Output only the lines that run from the line holding "Greenhouse-scouting request: tag the beige" to the end of the entries, both ends included, and skip the pictures.

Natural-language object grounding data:
------------------------------------------------------------------------

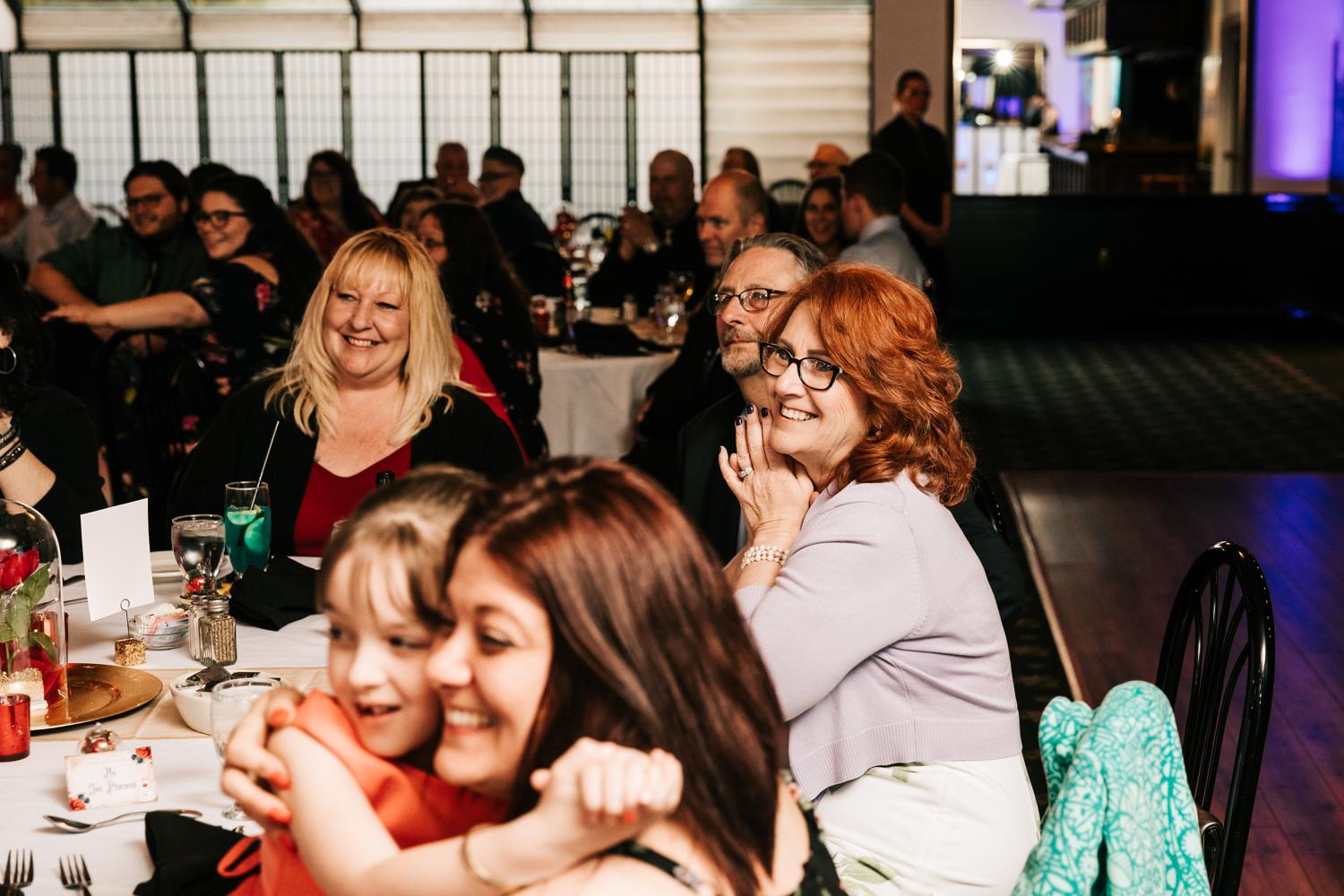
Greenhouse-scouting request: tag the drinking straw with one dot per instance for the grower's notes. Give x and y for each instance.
(252, 505)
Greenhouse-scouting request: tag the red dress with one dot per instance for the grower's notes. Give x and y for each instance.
(416, 807)
(330, 497)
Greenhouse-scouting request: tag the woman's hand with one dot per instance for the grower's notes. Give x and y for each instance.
(89, 314)
(774, 492)
(247, 761)
(602, 785)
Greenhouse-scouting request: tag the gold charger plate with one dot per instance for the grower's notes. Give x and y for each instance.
(99, 691)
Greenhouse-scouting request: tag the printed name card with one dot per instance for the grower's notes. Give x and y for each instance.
(117, 778)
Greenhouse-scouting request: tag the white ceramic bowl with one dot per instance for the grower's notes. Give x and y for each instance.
(194, 704)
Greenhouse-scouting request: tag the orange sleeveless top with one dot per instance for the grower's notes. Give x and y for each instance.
(416, 807)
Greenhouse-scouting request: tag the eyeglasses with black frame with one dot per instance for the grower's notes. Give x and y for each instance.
(752, 300)
(814, 373)
(217, 218)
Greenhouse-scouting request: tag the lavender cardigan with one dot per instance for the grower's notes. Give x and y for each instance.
(882, 638)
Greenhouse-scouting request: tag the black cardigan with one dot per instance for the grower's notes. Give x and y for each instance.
(468, 435)
(59, 432)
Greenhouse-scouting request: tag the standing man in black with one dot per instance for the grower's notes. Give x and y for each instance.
(922, 152)
(650, 246)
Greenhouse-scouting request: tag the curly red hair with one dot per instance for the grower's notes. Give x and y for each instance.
(883, 333)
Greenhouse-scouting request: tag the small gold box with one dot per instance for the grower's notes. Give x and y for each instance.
(131, 651)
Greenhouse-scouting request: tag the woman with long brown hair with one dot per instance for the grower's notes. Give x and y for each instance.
(581, 603)
(870, 607)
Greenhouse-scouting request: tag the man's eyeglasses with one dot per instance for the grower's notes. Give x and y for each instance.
(218, 220)
(814, 373)
(752, 300)
(144, 202)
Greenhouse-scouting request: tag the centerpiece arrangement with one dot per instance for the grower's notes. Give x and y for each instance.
(32, 619)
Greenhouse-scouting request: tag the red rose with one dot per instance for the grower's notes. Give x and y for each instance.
(16, 567)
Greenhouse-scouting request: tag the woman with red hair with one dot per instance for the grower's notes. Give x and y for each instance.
(873, 613)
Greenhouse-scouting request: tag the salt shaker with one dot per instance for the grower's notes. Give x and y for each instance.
(218, 634)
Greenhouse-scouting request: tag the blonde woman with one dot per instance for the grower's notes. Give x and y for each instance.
(371, 386)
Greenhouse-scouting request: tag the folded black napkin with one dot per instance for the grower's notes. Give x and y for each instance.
(271, 598)
(609, 339)
(185, 853)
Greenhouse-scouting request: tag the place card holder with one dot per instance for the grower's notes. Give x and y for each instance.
(117, 778)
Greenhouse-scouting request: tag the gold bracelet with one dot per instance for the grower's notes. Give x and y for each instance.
(763, 552)
(481, 874)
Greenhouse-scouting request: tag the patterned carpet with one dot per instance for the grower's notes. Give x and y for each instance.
(1134, 405)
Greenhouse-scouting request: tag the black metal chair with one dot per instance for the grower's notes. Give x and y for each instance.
(986, 501)
(155, 401)
(1223, 592)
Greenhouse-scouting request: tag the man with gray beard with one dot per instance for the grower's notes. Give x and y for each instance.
(758, 271)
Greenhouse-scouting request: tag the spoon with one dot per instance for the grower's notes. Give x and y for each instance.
(73, 826)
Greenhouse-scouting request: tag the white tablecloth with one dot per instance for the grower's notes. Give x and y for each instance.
(185, 769)
(589, 403)
(185, 772)
(298, 643)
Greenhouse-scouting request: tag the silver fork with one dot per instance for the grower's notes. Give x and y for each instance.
(18, 868)
(74, 874)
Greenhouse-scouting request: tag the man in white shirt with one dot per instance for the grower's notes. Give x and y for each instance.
(58, 218)
(874, 191)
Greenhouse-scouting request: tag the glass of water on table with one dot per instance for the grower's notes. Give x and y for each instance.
(228, 702)
(198, 546)
(247, 524)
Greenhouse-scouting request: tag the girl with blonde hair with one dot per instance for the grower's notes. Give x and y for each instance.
(370, 387)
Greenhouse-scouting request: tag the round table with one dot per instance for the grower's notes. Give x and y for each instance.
(589, 403)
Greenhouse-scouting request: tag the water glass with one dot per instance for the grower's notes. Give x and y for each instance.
(247, 524)
(228, 702)
(198, 544)
(15, 726)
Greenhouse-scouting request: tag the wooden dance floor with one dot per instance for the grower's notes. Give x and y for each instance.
(1107, 552)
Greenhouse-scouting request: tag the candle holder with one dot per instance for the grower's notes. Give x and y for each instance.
(32, 630)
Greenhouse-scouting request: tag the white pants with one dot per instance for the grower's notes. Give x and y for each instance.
(932, 828)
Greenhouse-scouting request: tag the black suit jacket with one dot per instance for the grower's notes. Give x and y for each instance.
(468, 435)
(707, 500)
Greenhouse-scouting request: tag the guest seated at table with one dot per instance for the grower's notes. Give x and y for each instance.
(819, 217)
(874, 616)
(489, 311)
(409, 206)
(383, 724)
(733, 207)
(581, 603)
(332, 207)
(261, 274)
(48, 452)
(370, 386)
(650, 246)
(523, 236)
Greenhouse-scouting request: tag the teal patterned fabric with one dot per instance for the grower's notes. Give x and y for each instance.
(1116, 775)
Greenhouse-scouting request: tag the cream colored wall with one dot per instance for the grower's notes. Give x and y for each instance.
(911, 34)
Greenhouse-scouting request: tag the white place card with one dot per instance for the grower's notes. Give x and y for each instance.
(117, 778)
(117, 557)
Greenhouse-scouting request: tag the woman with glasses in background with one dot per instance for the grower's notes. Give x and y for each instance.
(870, 607)
(332, 209)
(260, 277)
(819, 217)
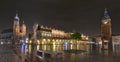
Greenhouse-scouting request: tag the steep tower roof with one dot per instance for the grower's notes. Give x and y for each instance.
(16, 17)
(106, 15)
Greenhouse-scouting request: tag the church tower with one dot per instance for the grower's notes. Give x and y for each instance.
(106, 31)
(16, 26)
(23, 29)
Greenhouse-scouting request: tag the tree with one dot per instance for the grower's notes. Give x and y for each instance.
(76, 35)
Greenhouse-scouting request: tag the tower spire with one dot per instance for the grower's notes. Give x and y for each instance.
(106, 15)
(16, 17)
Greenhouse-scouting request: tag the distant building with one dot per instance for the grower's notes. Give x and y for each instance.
(106, 31)
(18, 31)
(45, 35)
(6, 35)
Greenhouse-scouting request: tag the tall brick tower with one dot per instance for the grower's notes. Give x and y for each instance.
(106, 31)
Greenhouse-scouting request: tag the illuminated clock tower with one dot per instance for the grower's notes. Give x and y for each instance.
(106, 31)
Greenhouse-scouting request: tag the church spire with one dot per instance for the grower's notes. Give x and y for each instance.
(106, 15)
(16, 17)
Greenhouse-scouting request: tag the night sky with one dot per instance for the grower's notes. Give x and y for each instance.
(70, 15)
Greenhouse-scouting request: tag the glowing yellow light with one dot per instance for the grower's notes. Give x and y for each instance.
(105, 22)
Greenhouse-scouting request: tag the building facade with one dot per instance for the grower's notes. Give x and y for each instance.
(19, 31)
(106, 31)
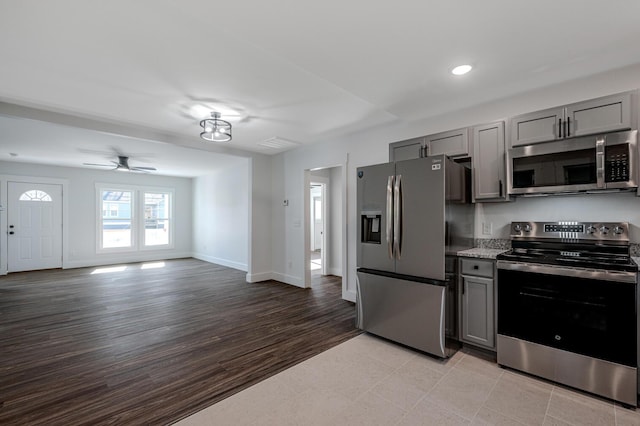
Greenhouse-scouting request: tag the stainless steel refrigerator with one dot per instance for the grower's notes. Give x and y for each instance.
(414, 216)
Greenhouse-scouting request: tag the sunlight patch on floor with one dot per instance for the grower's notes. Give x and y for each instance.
(108, 269)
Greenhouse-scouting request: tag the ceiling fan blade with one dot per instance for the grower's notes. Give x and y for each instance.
(100, 165)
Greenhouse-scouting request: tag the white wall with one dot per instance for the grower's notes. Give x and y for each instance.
(335, 231)
(371, 147)
(261, 206)
(80, 201)
(221, 215)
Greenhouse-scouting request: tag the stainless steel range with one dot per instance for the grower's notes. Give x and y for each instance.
(567, 303)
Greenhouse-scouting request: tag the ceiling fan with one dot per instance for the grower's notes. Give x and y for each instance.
(123, 164)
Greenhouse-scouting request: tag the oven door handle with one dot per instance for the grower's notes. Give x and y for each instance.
(594, 274)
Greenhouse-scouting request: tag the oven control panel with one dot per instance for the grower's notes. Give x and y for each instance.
(568, 230)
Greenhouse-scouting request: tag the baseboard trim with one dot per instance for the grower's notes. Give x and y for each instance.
(122, 259)
(349, 296)
(259, 277)
(335, 271)
(288, 279)
(222, 262)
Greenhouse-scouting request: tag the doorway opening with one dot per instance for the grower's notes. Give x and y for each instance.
(324, 226)
(317, 248)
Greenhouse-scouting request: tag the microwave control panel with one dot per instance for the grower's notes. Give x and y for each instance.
(616, 163)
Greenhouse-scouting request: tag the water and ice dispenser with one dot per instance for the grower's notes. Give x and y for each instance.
(371, 221)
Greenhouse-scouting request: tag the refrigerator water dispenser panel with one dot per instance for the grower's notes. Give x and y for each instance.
(370, 223)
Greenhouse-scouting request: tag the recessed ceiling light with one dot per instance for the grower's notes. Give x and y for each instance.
(461, 69)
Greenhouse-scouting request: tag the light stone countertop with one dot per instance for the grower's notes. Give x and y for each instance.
(483, 253)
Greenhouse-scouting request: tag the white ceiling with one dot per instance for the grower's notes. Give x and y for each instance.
(296, 70)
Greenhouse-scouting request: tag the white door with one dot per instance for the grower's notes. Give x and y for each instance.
(34, 221)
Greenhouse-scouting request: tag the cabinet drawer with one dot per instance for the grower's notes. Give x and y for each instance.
(476, 267)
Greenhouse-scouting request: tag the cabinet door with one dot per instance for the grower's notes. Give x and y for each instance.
(489, 181)
(477, 311)
(539, 126)
(454, 143)
(606, 114)
(406, 150)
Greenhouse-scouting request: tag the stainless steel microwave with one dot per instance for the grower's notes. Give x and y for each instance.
(584, 164)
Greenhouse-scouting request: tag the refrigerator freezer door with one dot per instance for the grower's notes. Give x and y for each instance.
(406, 312)
(422, 221)
(373, 202)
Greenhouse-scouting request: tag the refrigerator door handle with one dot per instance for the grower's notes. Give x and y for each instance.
(389, 216)
(397, 217)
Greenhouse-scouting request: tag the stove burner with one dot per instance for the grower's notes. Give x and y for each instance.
(608, 252)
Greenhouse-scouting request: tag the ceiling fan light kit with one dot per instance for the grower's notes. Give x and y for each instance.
(123, 165)
(215, 129)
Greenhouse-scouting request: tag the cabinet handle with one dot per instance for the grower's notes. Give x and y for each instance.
(559, 128)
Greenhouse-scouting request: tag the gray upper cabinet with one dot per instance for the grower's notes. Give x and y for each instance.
(606, 114)
(539, 126)
(600, 115)
(489, 181)
(406, 150)
(454, 143)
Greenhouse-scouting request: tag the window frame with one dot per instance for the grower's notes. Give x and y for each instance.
(100, 188)
(138, 193)
(142, 231)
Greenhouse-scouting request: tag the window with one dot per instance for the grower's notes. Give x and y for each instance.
(116, 218)
(35, 195)
(156, 218)
(133, 218)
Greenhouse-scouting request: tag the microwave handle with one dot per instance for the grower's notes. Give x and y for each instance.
(559, 128)
(600, 162)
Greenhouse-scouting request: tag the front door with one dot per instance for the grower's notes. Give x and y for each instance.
(34, 220)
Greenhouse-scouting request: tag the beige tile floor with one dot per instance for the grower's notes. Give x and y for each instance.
(370, 381)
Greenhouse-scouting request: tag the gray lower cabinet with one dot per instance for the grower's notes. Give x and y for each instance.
(476, 303)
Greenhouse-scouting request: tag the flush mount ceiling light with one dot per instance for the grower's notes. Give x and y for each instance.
(461, 69)
(215, 129)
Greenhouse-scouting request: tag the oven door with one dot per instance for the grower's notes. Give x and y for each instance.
(586, 316)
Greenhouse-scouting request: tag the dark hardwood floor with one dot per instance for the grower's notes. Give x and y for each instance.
(151, 346)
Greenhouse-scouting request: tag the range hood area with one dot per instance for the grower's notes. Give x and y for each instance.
(588, 164)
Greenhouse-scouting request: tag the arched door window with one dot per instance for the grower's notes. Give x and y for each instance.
(35, 195)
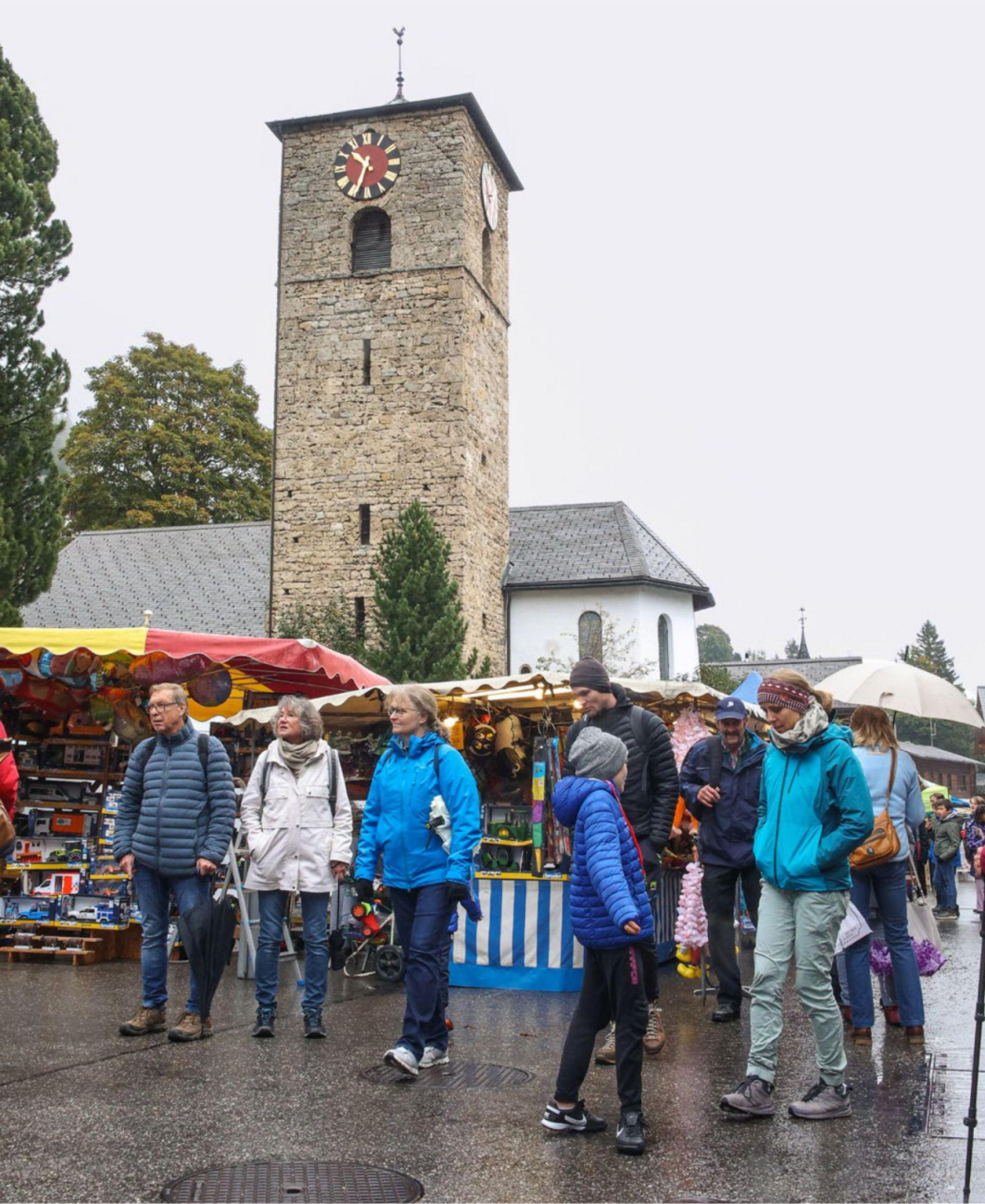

------------------------------------------------------------------------

WORKED SOLUTION:
Greenhouse-scouting request: tag the beige tile floor with one dot per instance for the grower's notes. Give x and y for each instance.
(370, 381)
Greenhouse-scouting request: tag the gray lower cabinet with one dot per instance for the grower's notes. Give x and y for each instance.
(476, 303)
Greenhouse-scouting request: tag the flush mount ceiling light with one dot per instance for the grower's notes. Give x and y for each instance.
(461, 69)
(215, 129)
Greenhouse-scouting request: tag the oven door with one dot per instance for the grower's notes. Give x and y for each instance.
(586, 316)
Greenhouse-scouting request: tag the dark hardwood floor with one dot per instance for the grower's notes. Give x and y for each instance.
(151, 346)
Greenhouse-scouting request: tag the range hood area with one dot per instance for the grower's notes. Give x and y for each instance.
(588, 164)
Greenhouse-scouting request: tag the arched door window with one dot per instance for the grower's notes. Give x and y for each instance.
(35, 195)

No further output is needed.